WORK REQUIRED —
Reproduce each of the entries below word for word, changing nothing.

(begin)

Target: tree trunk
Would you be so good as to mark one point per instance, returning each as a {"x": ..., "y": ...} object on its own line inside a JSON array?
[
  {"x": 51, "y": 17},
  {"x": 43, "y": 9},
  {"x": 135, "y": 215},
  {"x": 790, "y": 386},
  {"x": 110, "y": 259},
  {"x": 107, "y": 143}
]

(end)

THE RESPONSE —
Target: tree trunk
Would you be so good as to mark one point per instance, returning each as a {"x": ..., "y": ...} object on its own line inside a JSON array?
[
  {"x": 51, "y": 17},
  {"x": 43, "y": 9},
  {"x": 135, "y": 215},
  {"x": 790, "y": 386},
  {"x": 110, "y": 259},
  {"x": 107, "y": 143}
]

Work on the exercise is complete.